#### [Textauszug]
—————
Auch sonst ist unter den bäurischen Brüdern viel Uneinigkeit. Weder Karlstadts Bilderstürmerei noch sein Lutherhaß werden von andern gebilligt, und wo sich zwei in einer Sache einig sind, geschiehts aus verschiedenen Gründen; auf Karlstadts Bildersturm erwidert Geyer das feine Kulturwort: »Gott grüß die Kunst!«, während Geyers Todfeind, der Schäferhans, dieselbe Bilderstürmerei um seines alten katholischen Volksglaubens willen haßt.

Auch Rektor Besenmeyer, der Humanist, ist dabei. Wir sehen ihn gleich bei Beginn des Akts in Kratzers Wirtsstube wieder und sind Zeugen seiner Humanität; er hat unterwegs eine totmüde, zigeunerhafte Dirne aufgegriffen und schafft ihr barmherzig bei Kratzer Unterschlupf. Der Dichter wurde auf die unheimliche, heimatlose Gestalt der »schwarzen Marei« durch die schwarze Hofmännin aus Böckingen bei Heilbronn geführt. Diese Petroleuse des Bauernkriegs war mannhafter als alle Männer. Ihre Zaubersprüche hatten fortreißende Macht. Ihr Segen, der ein Fluch war, tat das Seinige, um die Bauern durch jene Weinsberger Greueltaten ins sittliche Unrecht zu setzen. Gerhart Hauptmanns schwarze Marei ist freilich nur ein Schatten dieser Gestalt. Sie ist zahmer und scheuer. Der Dichter hat die Böckingerin dem Käthchen von Heilbronn angenähert. Wie das Käthchen in hündischer Treue ihrem Ritter folgt, so die schwarze Marei dem Florian Geyer. Wie sich das Käthchen mit dringlicher Kunde den Atem ausläuft, so kommt über Nacht die schwarze Marei mit Hiobsposten von Würzburg nach Rotenburg gerannt. Am Ziel sinkt sie übermüdet in todesähnlichen Schlaf, und während beim Kratzer an den verschiedenen Wirtstischen die »Läufte« beredet werden, während durch wimmelnde Gestalten die damalige Welt im Kleinen erscheint, liegt hinten, unbemerkt und ungestört, wie sein schlafendes, schwarzes Verhängnis, Florian Geyers schwarze Marei.
—————
#### [Vorliegendes Material]
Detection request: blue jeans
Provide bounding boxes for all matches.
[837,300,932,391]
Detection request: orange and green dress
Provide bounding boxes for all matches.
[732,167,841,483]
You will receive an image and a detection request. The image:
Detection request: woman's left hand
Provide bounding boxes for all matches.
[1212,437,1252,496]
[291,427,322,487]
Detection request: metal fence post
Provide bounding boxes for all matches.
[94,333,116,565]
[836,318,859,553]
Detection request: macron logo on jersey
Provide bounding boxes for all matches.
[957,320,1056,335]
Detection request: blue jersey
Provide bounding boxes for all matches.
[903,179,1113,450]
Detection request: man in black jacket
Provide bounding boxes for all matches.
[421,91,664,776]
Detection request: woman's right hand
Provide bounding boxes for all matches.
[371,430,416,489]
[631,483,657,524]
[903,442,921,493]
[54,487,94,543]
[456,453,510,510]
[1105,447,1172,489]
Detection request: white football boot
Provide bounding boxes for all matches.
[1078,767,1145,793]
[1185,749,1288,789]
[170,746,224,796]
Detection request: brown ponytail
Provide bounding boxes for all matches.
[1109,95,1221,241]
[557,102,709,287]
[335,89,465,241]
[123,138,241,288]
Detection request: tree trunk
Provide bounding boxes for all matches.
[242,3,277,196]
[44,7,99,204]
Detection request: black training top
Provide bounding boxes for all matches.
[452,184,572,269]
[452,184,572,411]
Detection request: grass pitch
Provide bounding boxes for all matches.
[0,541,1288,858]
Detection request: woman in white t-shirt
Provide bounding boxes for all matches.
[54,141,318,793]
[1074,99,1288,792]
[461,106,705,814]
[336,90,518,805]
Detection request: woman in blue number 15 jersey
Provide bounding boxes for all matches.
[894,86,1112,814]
—————
Durch welche Person wurde der Dichter laut dem Textauszug auf die Gestalt der »schwarzen Marei« geführt?

Durch die schwarze Hofmännin aus Böckingen bei Heilbronn.